[ARBEITSAUFTRAG A] Geben Sie den Abschnitt des Textes zur europäischen Sicherheitspolitik von "Damit bleiben für" bis "Politik formulieren will." wieder und ersetzen Sie darin "Washingtons" durch "der USA".
[ARBEITSAUFTRAG B] Für welche Punkte fehlt laut dem Text zur europäischen Sicherheitspolitik eine erkennbare, klare Konzeption europäischer militärischer Interventionen? Führen Sie alle auf.

[LESETEXT]
◇ ◇ ◇

Janusköpfig ist das Dokument vor allem, wenn es um die künftige militärische Rolle der EU, insbesondere jene jenseits von friedensunterstützenden Maßnahmen geht. Es stellt fest, angesichts der neuen Risiken liege die erste Verteidigungslinie immer häufiger weit entfernt im Ausland. Gefordert wird eine strategische Kultur für frühzeitige, schnelle und wenn nötig robuste Interventionen. Aber eine erkennbare, klare Konzeption für Voraussetzungen, Ziel, Art und Charakter europäischer militärischer Interventionen fehlt. Es wird kein Versuch unternommen, zu klären, unter welchen Bedingungen Europa Streitkräfte einsetzen sollte und unter welchen nicht. Manch wichtige Frage ist einfach ausgeblendet. Zum Beispiel jene nach der Finalität der ESVP oder jene nach dem künftigen Verhältnis von innerer und äußerer Sicherheit. Vor allem aber die Frage nach den Kriterien, die angelegt werden sollten, wenn über ein militärisches Engagement der EU entschieden werden muss, bleibt unbeantwortet. Soll dies entlang des kleinsten gemeinsamen Nenners nationaler Interessenslagen geschehen? Oder entwickelt die EU verbindliche Voraussetzungen, die gegeben sein müssen, wenn ein militärisches Eingreifen erwogen werden soll? Sind beispielsweise ein UN-Mandat oder klare militärische und politische Zielvorgaben für einen Einsatz zwingend? Bedarf es klarer Vorgaben für eine Exit-Strategie? Also für einen Abbruch der Mission, wenn diese sich als undurchführbar erweist? Sollen präventive oder präemptive militärische Schläge zulässig oder unzulässig sein?

Damit bleiben für die Grundausrichtung der europäischen Sicherheitspolitik entscheidende Fragen vorläufig vertagt oder bewusst unbeantwortet, weil eine Einigung unter den Mitgliedern der EU derzeit nicht möglich ist oder eine bewusste Positionierung der EU in Opposition zu den Vorstellungen Washingtons nicht für opportun gehalten wird. Es bleibt offen, ob Europa seiner Sicherheitspolitik wie Washington eine vorrangig militärische Ausrichtung geben sollte oder bewusst auf einen anderen Mix aus nichtmilitärischen und militärischen Mitteln zielen und damit eine eigenständige Krisenmanagementstrategie verfolgen sollte. Es bleibt offen, ob sich Europa letztlich an die veränderte Strategie Washingtons anpassen sollte oder auf Basis seiner eigenen Interessen eine eigenständige Politik formulieren will.

◇ ◇ ◇

[VORLIEGENDE ANGABEN]
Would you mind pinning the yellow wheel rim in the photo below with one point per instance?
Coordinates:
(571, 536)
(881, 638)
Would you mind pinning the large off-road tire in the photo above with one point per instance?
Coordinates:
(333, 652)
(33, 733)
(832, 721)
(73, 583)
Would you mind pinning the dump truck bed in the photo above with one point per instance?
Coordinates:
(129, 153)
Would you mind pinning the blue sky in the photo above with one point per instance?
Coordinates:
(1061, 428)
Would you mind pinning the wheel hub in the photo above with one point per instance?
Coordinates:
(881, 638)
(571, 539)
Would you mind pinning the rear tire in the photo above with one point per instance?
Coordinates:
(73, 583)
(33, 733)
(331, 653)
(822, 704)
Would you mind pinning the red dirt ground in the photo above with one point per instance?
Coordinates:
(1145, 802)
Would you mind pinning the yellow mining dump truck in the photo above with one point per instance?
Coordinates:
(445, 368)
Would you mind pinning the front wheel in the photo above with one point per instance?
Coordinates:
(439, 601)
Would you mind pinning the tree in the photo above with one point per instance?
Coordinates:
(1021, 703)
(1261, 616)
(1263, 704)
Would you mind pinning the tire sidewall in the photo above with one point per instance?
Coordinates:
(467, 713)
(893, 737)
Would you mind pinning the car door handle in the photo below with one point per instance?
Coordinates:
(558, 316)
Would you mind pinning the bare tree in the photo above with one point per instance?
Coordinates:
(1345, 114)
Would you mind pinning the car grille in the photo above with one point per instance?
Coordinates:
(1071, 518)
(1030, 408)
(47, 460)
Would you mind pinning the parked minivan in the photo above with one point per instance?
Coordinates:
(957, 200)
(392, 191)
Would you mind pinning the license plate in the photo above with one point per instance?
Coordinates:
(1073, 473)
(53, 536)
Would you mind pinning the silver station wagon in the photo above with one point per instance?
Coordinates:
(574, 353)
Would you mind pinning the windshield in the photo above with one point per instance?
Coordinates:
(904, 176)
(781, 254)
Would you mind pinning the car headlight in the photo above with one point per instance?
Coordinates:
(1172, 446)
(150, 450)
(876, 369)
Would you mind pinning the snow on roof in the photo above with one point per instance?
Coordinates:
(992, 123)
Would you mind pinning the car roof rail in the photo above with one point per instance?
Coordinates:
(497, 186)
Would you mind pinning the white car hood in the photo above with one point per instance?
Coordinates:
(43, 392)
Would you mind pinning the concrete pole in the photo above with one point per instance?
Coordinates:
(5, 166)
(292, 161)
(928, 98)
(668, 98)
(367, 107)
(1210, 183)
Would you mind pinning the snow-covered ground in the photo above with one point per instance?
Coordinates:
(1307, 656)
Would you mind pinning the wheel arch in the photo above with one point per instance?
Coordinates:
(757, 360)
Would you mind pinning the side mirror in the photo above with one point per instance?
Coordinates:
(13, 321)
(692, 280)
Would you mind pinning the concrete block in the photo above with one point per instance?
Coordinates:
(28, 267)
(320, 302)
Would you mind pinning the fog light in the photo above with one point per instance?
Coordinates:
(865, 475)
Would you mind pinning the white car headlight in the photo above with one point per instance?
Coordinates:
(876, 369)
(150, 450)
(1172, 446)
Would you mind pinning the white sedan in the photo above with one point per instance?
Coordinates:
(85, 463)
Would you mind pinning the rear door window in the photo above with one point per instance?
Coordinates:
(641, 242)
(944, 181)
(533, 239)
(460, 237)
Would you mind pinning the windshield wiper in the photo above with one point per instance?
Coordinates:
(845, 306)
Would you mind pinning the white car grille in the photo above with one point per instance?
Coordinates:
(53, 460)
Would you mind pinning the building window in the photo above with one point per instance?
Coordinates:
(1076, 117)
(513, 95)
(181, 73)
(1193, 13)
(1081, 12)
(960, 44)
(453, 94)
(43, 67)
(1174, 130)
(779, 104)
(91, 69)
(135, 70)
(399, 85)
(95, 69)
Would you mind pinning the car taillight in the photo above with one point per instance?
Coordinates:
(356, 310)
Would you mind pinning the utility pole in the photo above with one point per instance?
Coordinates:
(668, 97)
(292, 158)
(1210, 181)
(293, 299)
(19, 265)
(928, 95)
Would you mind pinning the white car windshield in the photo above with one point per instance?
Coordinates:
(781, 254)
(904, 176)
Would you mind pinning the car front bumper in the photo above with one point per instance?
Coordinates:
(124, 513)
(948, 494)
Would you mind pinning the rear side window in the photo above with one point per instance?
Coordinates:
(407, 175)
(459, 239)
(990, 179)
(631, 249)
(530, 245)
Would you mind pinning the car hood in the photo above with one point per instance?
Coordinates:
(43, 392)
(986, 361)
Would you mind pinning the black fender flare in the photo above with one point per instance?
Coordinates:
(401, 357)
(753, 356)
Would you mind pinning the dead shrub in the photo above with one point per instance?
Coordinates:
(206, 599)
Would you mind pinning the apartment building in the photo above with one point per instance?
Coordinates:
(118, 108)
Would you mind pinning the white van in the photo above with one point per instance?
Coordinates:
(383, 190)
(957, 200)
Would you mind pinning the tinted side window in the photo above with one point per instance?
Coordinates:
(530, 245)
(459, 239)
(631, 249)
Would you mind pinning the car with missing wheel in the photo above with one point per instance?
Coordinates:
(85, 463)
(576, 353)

◇ ◇ ◇

[KORREKTES ERGEBNIS A]
Damit bleiben für die Grundausrichtung der europäischen Sicherheitspolitik entscheidende Fragen vorläufig vertagt oder bewusst unbeantwortet, weil eine Einigung unter den Mitgliedern der EU derzeit nicht möglich ist oder eine bewusste Positionierung der EU in Opposition zu den Vorstellungen der USA nicht für opportun gehalten wird. Es bleibt offen, ob Europa seiner Sicherheitspolitik wie Washington eine vorrangig militärische Ausrichtung geben sollte oder bewusst auf einen anderen Mix aus nichtmilitärischen und militärischen Mitteln zielen und damit eine eigenständige Krisenmanagementstrategie verfolgen sollte. Es bleibt offen, ob sich Europa letztlich an die veränderte Strategie der USA anpassen sollte oder auf Basis seiner eigenen Interessen eine eigenständige Politik formulieren will.

[KORREKTES ERGEBNIS B] Voraussetzungen, Ziel, Art, Charakter